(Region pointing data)
•••••
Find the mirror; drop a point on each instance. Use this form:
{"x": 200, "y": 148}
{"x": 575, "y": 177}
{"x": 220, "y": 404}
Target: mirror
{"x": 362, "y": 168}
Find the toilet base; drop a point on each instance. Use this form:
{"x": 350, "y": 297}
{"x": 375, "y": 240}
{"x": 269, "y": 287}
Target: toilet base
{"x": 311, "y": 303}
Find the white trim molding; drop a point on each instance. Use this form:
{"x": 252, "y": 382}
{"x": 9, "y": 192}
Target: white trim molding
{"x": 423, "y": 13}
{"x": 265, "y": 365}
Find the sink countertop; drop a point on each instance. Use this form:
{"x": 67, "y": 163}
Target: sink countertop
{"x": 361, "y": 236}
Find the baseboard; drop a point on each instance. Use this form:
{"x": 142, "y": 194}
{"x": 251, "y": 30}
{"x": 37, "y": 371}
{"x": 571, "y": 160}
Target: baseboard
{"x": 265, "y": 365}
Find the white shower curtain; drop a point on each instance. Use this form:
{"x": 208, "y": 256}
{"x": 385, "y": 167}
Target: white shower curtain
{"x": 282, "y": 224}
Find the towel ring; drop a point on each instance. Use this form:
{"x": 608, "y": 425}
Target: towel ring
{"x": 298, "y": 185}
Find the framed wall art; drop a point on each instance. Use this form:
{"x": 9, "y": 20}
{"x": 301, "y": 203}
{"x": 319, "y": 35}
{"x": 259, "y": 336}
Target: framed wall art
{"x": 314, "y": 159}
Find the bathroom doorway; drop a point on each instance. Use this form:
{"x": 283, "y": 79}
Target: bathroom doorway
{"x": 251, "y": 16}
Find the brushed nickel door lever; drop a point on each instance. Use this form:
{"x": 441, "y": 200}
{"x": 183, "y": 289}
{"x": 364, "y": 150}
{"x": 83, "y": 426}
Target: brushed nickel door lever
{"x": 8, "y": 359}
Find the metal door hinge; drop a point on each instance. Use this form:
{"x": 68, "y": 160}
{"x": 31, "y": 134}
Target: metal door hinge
•••••
Go through the records above and copy each one exactly.

Answer to this task:
Find the mirror; drop a point on each instance. Use this form:
{"x": 200, "y": 148}
{"x": 575, "y": 177}
{"x": 220, "y": 404}
Target: mirror
{"x": 362, "y": 168}
Find the toilet base; drop a point on each instance. Use this form:
{"x": 350, "y": 297}
{"x": 375, "y": 240}
{"x": 269, "y": 287}
Target: toilet base
{"x": 311, "y": 303}
Find the white trim molding; drop a point on each instance. Use this form:
{"x": 252, "y": 382}
{"x": 9, "y": 192}
Target: white trim molding
{"x": 423, "y": 13}
{"x": 265, "y": 365}
Find the sink countertop; drop a point on each instance. Use this form:
{"x": 67, "y": 163}
Target: sink countertop
{"x": 361, "y": 236}
Find the baseboard; drop a point on each instance. Use this form:
{"x": 142, "y": 194}
{"x": 251, "y": 30}
{"x": 37, "y": 371}
{"x": 571, "y": 160}
Target: baseboard
{"x": 265, "y": 365}
Find the white shower curtain; drop a point on each instance. Use this form:
{"x": 208, "y": 256}
{"x": 385, "y": 167}
Target: white shower curtain
{"x": 282, "y": 224}
Find the towel ring; drop a point on each instance. Use this form:
{"x": 608, "y": 425}
Target: towel ring
{"x": 298, "y": 185}
Find the framed wall art; drop a point on each instance. Use this form:
{"x": 9, "y": 20}
{"x": 301, "y": 203}
{"x": 319, "y": 35}
{"x": 259, "y": 336}
Target: framed wall art
{"x": 314, "y": 159}
Find the bathroom doorway; drop a point on each instance. Use this form:
{"x": 283, "y": 79}
Target: bathroom doorway
{"x": 251, "y": 16}
Find the brushed nickel door lever; drop a point on each instance. Use this form:
{"x": 441, "y": 200}
{"x": 183, "y": 289}
{"x": 364, "y": 150}
{"x": 83, "y": 426}
Target: brushed nickel door lever
{"x": 8, "y": 359}
Find the metal door hinge; drop a point on each instance. Use this form:
{"x": 68, "y": 160}
{"x": 31, "y": 134}
Target: metal door hinge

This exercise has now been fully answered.